------ Extracted records ------
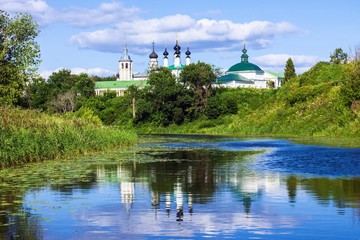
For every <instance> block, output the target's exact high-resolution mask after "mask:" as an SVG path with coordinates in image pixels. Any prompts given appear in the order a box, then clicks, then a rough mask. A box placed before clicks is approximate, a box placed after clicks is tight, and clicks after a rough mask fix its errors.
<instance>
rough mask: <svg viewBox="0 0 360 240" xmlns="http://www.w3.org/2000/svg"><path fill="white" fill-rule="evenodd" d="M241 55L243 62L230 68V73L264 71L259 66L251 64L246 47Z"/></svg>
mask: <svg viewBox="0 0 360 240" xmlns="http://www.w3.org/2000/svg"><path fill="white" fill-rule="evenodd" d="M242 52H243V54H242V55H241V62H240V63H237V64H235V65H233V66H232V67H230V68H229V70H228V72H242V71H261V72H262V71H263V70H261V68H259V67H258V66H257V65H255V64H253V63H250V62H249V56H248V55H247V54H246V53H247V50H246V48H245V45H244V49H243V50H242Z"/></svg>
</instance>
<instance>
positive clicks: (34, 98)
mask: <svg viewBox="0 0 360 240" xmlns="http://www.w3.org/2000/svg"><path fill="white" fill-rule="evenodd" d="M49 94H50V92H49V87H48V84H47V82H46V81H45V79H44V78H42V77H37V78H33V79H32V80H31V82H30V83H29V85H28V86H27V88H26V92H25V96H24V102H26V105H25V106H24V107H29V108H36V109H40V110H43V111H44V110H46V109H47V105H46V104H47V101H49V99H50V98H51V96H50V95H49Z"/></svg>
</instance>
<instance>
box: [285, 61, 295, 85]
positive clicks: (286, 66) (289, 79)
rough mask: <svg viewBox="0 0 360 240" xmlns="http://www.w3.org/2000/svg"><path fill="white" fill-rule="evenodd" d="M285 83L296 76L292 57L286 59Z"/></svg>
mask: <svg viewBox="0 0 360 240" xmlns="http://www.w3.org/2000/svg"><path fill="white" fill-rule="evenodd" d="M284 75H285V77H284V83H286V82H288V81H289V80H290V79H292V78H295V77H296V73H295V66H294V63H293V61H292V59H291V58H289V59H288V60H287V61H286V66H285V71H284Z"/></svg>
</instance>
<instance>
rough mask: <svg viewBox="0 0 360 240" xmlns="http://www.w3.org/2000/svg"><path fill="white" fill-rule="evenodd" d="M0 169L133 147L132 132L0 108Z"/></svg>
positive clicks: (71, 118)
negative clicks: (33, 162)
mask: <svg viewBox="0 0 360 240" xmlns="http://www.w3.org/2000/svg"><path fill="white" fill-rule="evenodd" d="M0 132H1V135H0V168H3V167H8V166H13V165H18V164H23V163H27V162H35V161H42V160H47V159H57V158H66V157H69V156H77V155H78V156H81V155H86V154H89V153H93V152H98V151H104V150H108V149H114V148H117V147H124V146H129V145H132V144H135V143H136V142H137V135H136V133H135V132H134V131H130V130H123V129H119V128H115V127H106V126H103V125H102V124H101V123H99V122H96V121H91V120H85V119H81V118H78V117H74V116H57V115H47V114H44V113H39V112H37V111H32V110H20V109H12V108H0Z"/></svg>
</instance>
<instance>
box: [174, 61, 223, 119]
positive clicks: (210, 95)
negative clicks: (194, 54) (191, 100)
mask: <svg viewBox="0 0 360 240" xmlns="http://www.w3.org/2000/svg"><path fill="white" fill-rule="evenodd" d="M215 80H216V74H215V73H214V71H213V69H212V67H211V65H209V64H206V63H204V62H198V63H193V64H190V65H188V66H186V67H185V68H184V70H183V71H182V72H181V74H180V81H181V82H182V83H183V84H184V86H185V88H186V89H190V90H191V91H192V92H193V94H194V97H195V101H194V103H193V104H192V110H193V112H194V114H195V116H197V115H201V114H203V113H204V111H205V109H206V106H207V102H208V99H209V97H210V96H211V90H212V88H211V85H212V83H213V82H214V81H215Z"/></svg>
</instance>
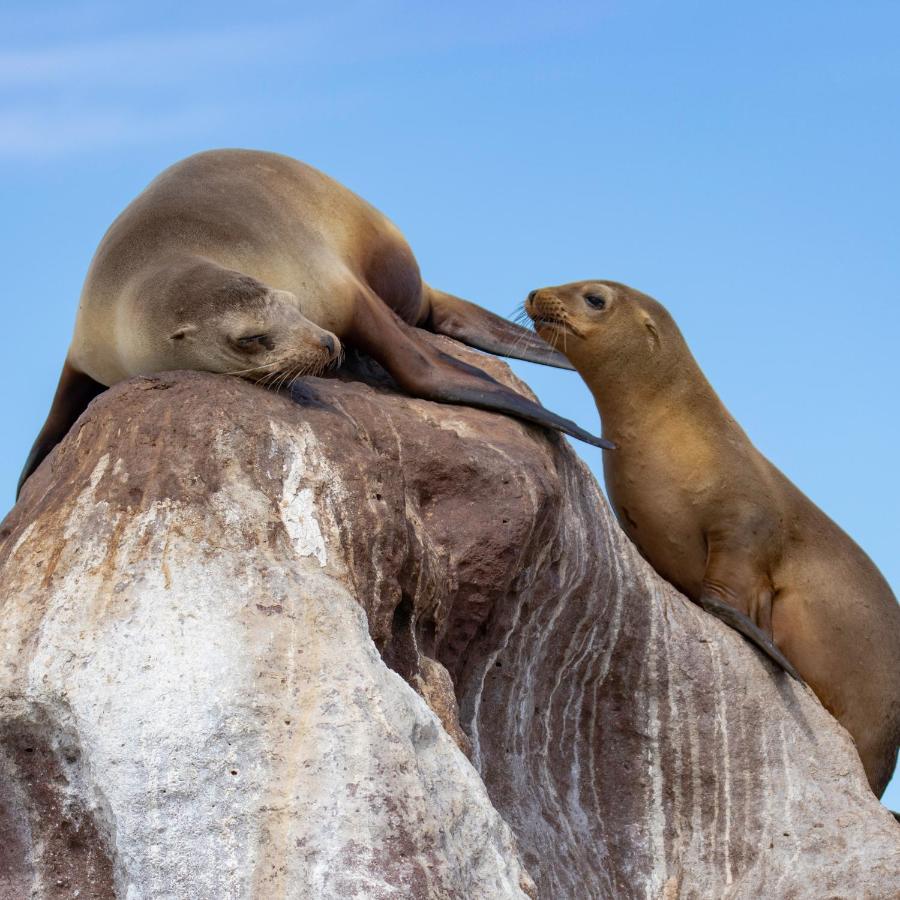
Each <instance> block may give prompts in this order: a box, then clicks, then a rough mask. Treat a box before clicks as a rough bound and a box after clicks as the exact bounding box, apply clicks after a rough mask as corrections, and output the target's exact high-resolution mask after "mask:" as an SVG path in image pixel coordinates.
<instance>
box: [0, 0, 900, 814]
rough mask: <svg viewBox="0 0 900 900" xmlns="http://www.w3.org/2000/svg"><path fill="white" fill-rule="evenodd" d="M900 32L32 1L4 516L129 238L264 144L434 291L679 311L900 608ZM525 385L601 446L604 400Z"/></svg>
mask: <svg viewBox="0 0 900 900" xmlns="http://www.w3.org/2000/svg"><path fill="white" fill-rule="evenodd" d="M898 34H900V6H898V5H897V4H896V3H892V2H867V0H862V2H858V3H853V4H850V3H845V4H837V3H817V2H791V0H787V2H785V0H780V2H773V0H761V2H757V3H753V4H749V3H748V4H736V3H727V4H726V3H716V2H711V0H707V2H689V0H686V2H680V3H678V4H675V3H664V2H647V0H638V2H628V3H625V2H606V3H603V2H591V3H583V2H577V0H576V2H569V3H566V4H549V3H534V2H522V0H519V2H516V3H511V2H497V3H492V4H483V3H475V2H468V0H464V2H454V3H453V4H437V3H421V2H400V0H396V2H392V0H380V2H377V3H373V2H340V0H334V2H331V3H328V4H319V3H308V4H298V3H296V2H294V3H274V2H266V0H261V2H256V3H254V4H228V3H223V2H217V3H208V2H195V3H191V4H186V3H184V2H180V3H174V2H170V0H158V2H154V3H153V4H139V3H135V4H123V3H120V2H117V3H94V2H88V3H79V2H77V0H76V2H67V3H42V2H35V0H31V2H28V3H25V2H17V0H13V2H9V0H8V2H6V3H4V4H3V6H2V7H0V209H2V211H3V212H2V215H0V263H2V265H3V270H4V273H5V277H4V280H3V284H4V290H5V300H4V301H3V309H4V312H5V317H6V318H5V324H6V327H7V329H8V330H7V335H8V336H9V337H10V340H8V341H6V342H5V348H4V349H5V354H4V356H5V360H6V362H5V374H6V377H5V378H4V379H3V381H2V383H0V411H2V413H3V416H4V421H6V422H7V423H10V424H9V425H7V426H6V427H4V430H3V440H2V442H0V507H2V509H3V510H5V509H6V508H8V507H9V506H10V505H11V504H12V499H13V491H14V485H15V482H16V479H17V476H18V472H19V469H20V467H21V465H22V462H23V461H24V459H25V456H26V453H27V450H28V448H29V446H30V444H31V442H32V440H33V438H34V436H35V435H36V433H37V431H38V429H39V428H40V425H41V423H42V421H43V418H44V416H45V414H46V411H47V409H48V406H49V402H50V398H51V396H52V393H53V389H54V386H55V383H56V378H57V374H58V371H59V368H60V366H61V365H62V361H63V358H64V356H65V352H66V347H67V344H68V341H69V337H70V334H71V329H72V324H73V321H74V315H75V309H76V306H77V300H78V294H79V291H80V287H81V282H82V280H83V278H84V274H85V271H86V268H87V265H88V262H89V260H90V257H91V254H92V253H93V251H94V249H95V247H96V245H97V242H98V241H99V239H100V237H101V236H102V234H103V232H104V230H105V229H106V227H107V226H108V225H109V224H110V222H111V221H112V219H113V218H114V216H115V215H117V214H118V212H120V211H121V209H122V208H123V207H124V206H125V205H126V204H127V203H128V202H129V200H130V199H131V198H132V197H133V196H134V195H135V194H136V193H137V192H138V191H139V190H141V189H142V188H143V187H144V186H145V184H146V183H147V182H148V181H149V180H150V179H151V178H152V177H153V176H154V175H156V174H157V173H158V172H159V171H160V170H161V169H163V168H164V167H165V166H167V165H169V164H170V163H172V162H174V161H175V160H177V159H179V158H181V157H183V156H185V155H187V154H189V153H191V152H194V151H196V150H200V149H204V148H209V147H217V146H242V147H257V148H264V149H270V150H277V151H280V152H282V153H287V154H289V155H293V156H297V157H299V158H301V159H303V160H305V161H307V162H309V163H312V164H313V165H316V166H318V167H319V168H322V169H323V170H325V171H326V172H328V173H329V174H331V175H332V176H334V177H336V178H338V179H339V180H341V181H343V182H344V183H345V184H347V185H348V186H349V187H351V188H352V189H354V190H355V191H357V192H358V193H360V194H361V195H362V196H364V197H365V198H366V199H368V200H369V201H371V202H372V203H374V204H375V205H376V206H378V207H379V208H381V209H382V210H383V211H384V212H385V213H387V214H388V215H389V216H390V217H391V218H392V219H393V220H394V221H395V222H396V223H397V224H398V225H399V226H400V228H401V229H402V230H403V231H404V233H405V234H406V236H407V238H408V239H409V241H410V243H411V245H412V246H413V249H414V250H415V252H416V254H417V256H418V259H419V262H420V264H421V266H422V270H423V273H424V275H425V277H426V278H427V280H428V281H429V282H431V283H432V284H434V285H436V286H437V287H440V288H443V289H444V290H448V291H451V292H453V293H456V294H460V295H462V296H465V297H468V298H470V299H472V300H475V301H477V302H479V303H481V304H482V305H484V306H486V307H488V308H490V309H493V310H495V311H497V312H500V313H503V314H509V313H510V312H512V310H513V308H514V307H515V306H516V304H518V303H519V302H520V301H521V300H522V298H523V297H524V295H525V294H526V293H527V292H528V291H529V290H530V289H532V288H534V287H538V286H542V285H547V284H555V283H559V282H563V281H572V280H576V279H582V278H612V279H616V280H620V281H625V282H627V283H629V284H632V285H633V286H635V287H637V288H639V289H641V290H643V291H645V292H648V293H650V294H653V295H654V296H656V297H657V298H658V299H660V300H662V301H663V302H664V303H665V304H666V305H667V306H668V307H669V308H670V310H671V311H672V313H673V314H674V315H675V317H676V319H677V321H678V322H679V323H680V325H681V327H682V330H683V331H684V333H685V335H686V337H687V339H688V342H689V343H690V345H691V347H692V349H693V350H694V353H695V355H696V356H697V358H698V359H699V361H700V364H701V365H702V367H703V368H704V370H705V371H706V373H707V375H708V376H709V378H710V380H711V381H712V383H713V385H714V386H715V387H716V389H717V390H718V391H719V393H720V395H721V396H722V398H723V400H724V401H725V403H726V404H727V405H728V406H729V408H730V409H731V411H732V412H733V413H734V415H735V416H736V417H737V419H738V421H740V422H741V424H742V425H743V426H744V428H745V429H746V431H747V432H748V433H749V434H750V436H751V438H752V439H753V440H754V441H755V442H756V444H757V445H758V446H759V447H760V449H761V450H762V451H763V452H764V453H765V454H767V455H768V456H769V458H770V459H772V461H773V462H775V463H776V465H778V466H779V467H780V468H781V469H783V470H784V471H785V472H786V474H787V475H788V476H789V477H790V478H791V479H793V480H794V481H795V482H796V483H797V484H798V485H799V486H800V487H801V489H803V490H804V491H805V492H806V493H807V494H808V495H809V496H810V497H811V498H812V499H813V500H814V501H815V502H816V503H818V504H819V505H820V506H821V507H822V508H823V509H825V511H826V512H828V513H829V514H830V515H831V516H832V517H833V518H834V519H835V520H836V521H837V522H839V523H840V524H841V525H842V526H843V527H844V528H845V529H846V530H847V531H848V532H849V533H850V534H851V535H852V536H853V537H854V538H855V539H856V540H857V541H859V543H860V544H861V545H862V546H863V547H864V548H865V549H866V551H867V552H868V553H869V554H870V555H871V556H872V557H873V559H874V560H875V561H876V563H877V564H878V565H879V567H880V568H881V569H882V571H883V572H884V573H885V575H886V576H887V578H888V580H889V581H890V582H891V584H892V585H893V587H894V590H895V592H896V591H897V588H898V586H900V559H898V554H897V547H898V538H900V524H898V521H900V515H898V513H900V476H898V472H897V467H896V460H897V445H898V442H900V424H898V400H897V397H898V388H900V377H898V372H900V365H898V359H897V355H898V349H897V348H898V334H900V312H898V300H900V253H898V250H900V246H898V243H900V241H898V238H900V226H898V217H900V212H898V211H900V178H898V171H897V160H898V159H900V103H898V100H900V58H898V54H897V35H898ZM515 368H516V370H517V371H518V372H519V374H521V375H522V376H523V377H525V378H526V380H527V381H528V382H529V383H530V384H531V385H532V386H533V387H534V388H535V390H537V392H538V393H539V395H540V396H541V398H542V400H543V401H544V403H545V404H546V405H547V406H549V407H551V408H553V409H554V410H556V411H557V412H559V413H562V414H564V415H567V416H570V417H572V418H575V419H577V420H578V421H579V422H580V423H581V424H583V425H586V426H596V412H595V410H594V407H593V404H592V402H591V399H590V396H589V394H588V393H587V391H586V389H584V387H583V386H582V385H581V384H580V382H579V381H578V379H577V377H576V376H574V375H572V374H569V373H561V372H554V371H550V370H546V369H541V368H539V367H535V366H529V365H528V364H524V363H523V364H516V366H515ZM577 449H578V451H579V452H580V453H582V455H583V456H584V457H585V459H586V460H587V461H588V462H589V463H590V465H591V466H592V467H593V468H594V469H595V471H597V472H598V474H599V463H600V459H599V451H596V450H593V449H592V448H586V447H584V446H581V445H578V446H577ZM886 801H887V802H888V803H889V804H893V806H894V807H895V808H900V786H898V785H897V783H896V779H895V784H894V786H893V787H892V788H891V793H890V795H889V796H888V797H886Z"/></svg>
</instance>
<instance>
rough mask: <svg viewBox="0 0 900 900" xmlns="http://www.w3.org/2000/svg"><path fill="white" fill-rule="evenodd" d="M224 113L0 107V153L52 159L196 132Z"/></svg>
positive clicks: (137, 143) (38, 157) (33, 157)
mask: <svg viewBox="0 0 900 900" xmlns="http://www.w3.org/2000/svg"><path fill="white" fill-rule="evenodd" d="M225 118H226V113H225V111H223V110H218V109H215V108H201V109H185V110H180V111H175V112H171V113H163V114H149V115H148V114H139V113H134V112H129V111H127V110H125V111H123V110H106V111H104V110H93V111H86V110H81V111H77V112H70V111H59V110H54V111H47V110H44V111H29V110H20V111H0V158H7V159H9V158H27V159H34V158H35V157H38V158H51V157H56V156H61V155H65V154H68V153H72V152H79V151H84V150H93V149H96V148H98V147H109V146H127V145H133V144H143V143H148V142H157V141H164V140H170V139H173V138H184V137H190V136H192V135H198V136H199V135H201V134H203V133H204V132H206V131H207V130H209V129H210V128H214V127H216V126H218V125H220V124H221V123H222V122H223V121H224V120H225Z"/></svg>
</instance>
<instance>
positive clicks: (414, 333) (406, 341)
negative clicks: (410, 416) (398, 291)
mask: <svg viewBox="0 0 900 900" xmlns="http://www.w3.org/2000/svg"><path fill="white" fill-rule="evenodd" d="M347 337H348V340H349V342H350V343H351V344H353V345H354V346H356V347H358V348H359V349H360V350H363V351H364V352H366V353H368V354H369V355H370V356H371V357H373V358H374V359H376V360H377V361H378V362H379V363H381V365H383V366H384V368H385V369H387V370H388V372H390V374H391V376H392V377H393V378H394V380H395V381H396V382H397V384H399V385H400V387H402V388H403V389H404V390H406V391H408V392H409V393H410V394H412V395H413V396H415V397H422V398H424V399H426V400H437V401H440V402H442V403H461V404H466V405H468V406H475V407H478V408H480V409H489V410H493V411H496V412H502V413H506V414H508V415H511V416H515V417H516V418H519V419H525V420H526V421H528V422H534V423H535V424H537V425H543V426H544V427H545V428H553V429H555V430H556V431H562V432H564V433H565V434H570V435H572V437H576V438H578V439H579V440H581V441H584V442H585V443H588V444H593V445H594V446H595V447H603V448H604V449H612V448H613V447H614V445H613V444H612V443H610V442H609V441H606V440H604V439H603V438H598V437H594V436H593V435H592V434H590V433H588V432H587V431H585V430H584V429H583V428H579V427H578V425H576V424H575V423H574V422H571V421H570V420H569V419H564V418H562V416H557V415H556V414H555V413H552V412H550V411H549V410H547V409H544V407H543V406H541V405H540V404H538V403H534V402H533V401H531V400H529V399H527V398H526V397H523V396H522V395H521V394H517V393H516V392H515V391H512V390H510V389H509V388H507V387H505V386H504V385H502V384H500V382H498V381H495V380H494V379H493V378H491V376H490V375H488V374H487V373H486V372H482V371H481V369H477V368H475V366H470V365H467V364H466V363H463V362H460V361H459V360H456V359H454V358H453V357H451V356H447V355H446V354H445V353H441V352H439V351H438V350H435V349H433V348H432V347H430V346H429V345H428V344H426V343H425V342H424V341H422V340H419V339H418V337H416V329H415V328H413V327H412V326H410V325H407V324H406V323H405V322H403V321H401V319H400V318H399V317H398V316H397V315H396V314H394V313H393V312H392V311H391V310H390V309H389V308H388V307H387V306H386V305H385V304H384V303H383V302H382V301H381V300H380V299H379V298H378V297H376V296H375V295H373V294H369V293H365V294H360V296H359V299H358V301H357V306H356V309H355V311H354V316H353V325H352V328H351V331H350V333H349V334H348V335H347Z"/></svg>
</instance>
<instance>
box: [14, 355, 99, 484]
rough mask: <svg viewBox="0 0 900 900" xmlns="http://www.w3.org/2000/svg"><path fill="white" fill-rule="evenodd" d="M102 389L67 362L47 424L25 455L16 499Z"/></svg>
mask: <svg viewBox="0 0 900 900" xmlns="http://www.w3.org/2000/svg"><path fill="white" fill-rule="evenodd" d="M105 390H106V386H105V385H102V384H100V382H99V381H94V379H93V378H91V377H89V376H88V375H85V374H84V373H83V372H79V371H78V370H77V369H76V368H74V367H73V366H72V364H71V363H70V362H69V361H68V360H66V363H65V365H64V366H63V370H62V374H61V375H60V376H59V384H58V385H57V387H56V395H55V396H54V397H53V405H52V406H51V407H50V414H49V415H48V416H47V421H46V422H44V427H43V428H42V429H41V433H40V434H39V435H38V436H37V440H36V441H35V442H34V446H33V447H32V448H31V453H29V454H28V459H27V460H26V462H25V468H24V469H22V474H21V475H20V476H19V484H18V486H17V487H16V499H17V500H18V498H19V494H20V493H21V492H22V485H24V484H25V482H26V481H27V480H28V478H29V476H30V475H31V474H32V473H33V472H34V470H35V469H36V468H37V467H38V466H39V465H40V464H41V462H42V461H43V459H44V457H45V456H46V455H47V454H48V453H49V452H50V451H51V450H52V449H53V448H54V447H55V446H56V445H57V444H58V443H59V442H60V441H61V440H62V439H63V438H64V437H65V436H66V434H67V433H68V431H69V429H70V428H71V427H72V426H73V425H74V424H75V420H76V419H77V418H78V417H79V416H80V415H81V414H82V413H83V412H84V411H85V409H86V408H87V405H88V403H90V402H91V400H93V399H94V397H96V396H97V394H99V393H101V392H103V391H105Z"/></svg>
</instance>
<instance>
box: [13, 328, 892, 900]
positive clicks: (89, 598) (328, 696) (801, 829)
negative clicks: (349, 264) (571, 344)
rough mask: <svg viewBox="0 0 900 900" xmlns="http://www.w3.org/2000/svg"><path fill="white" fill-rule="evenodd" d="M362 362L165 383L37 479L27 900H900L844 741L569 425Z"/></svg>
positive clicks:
------
> _Task directions_:
Each line in the entries above, starting at the line with "positive clicks: (34, 98)" and ending at the line with "positive clicks: (286, 66) (289, 79)", is to be printed exactly, and only those lines.

> _Result of this task_:
positive clicks: (34, 98)
mask: <svg viewBox="0 0 360 240" xmlns="http://www.w3.org/2000/svg"><path fill="white" fill-rule="evenodd" d="M49 94H50V92H49V87H48V84H47V82H46V81H45V79H44V78H42V77H37V78H33V79H32V80H31V82H30V83H29V85H28V86H27V88H26V92H25V96H24V102H26V105H25V106H24V107H29V108H36V109H40V110H43V111H44V110H46V109H47V105H46V104H47V101H49V99H50V98H51V96H50V95H49Z"/></svg>
</instance>
<instance>
box: [285, 61, 295, 85]
positive clicks: (286, 66) (289, 79)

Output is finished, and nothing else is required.